— start of PASSAGE —
Friday, August 12, 2011

Dormition of the Theotokos


“Come, let us all co-migrate in spirit with the one who has departed. Come, let us all descend with our hearts into the grave, along with the one who had descended there. Let us encircle the most sacred bed. Let us sing divine hymns, such as 'Rejoice, o grace-filled one; the Lord is with you. You rejoice, as the mother of God. You rejoice, as the one whom God pre-selected before all time: you, the most holy fruit of the earth, the residence of divine fire, the sacred statue of the Spirit, the spring of living water, the garden of the tree of life, the vine bearing the divine grapes that bring forth nectar and ambrosia, the river that is filled with the fragrances of the Spirit, the field that brought forth the divine grain, the rose that blossoms in virginity and breathes the fragrance of divine grace, the lily that adorns a regal gown, the ewe that bore the lamb of God, who took away the sins of the world, the workshop of our salvation, the power that is superior to the angelic hosts, the maidservant and the mother of God ."
-Saint John Damascus

Lamentations for Panagia


FIRST STASIS
1. In a grave they laid Thee; yet, O Christ, Thou art life. And they now have laid the Mother of Life as well: both to angels and to men a sight most strange!
2. We exalt thee greatly, Mother of God most pure, and now we glorify thy holy Dormition, as we bow before thine honoured and precious tomb.
3. In thy womb thou heldest Him who cannot be contained; thou art life to all the faithful: how canst thou die, and thy body be contained within a tomb?
4. Thou didst bring forth, Pure Maiden, God the heavenly King, and today in manner royal art carried forth to the Kingdom of the Heavens as a Queen.
5. Holy Mother of God, thou hast passed from this world, yet in departing thou hast not forsaken those left on earth, but dost deliver this world from every ill.
6. All the earth sings in glory at Thy grave side, O Christ, with due reverence; and, O Master, we also praise the entombment of thy Mother, ever Pure.
7. Overcome with wonder are the Angels, in awe in beholding thee, Pure Maiden, laid out as one dead; for from thee hast Light shone forth into all the world.
8. O Maiden Pure and Spotless, our Heavenly Queen, once more hath God sent Gabriel down to earth with the joyful news, now that thou shouldst leave this life.
9. Now the Bridegroom calls thee to rejoice in a manner both divine and most beautiful, O Bride of God, in the Bridal Chamber, holy and divine.
10. Thou, O Virgin, comest today to the throne and seat of God, where the awesome and unapproachable Light shineth forth from the Trinity, illumining the place where thou dost repose.
11. Departing from the earth, thou hast appeared before God. Thou wert not, O Mother of God, removed from Him, nor hath God been parted from His mother’s heart.
12. Thy most honoured Body, O Mother of God, remained uncorrupted by decay as thou layest entombed; but it passed with thee from earth to heaven.
13. Thine all-holy face shineth, Purest Maiden, in death; and thy countenance appeareth now as Paradise, breathing forth to all believers grace and life.
14. We thy children offer lamentations and love unto thee who art our Mother: accept our gift which we offer from the depths of our souls.
— end of PASSAGE —
— start of LISTING —
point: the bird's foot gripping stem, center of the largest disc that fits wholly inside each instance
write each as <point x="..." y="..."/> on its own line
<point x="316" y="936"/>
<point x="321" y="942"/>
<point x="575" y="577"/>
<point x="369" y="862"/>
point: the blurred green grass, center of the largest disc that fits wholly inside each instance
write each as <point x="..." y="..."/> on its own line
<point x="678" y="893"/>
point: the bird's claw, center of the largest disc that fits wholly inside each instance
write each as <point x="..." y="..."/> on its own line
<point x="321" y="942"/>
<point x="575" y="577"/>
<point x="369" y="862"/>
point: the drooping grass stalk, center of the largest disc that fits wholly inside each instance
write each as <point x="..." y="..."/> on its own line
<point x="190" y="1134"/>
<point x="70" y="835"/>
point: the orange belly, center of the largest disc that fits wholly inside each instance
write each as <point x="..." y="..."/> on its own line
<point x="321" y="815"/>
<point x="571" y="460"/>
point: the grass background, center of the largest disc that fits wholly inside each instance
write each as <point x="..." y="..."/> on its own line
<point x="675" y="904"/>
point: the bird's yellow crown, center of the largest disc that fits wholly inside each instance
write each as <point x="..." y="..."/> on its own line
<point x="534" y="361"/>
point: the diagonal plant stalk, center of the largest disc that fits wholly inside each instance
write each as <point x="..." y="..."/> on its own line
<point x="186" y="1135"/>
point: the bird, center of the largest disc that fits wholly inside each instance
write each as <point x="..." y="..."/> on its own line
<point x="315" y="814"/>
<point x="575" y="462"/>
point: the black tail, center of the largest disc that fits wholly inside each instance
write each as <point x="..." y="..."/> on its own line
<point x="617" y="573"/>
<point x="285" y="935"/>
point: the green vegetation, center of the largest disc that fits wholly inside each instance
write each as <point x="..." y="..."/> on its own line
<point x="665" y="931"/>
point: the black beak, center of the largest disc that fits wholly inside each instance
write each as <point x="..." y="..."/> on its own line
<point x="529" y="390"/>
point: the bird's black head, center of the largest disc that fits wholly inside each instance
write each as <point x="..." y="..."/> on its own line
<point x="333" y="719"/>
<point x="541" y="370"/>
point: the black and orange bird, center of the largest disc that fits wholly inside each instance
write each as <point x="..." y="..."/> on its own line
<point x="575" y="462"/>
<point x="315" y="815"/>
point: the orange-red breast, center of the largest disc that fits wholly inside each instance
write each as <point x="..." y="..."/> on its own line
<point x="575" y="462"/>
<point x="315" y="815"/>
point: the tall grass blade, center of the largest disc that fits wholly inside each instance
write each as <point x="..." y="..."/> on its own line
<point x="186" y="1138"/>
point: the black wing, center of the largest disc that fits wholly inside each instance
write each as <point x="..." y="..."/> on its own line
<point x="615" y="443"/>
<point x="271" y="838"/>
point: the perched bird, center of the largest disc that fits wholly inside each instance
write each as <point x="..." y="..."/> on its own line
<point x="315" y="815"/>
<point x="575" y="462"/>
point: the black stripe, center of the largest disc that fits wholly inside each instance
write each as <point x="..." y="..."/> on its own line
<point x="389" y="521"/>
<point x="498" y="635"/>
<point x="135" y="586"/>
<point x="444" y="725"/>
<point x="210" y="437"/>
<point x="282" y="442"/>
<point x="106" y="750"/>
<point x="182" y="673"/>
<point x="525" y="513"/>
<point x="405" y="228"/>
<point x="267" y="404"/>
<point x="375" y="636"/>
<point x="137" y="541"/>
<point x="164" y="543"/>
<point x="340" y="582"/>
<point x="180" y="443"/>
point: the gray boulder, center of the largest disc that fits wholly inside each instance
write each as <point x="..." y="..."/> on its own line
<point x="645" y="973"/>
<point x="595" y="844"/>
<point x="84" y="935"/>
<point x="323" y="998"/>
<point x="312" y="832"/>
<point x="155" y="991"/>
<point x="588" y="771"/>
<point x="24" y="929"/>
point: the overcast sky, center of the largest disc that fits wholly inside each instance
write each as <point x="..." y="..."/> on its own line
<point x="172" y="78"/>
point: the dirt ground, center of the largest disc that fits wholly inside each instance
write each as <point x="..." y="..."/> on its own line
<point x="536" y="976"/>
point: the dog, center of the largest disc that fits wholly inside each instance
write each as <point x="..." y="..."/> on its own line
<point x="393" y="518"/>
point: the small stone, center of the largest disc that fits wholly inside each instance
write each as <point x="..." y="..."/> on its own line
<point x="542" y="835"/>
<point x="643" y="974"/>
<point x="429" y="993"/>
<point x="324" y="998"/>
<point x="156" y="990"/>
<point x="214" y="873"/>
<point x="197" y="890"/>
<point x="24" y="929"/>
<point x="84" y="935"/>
— end of LISTING —
Resume the Lamentations for Panagia after the fourteenth stanza, adding further numbered stanzas in the same style.

15. Look upon thy children who are gathered together today: may thine honoured eyes be open, that thou beholdest those who glorify with honour thy sacred repose.
16 Grant us thy blessing in the opening of thy lips, O Most Holy Mother of God, departing now at the end of thy time upon the earth.
17. Abandon us not as orphans when thou leavest us on earth; for, O Mother, thou art taken now to heaven, to abide there with thy Son and thy God.
18. Gathered at your bedside, we cry out to thee, our all-holy Virgin Mother, with fervent voice: “Save the faithful and have mercy upon us!”
19. Mother Anna, join us: come and stand in our midst! Come and lead the celebration of this glad feast of thy holy daughter, the Mother of our God!
20. Come, let us lift up praise and glory to God who hath summoned to the Holy of Holies today one who is yet greater than the holiest of Saints.
21. Filled with gladness, Heaven receiveth her Queen; for the Mother of creation cometh in glory and appeareth in glory, reigning with her God.
22. Now the God of Glory takes His mother to Him and the Son who hath received thee, O Purest One, hath prepared for thee a seat at His right Hand.
Glory to the Father and the Son, and to the Holy Spirit.
23. Unto the Father and the Holy Spirit we with gladness sound forth hymns today, O Word and God of all, and we glorify Thy divine countenance.
Both now and ever, and unto the ages of ages. Amen.
24. Every generation calls thee blessed, and thy holy, pure Dormition we glorify, O Mother of God, ever-Virgin, Sovereign Queen!
We repeat the first verse: In a grave they laid Thee; yet, O Christ, Thou art life. And they now have laid the Mother of Life as well: both to angels and to men a sight most strange!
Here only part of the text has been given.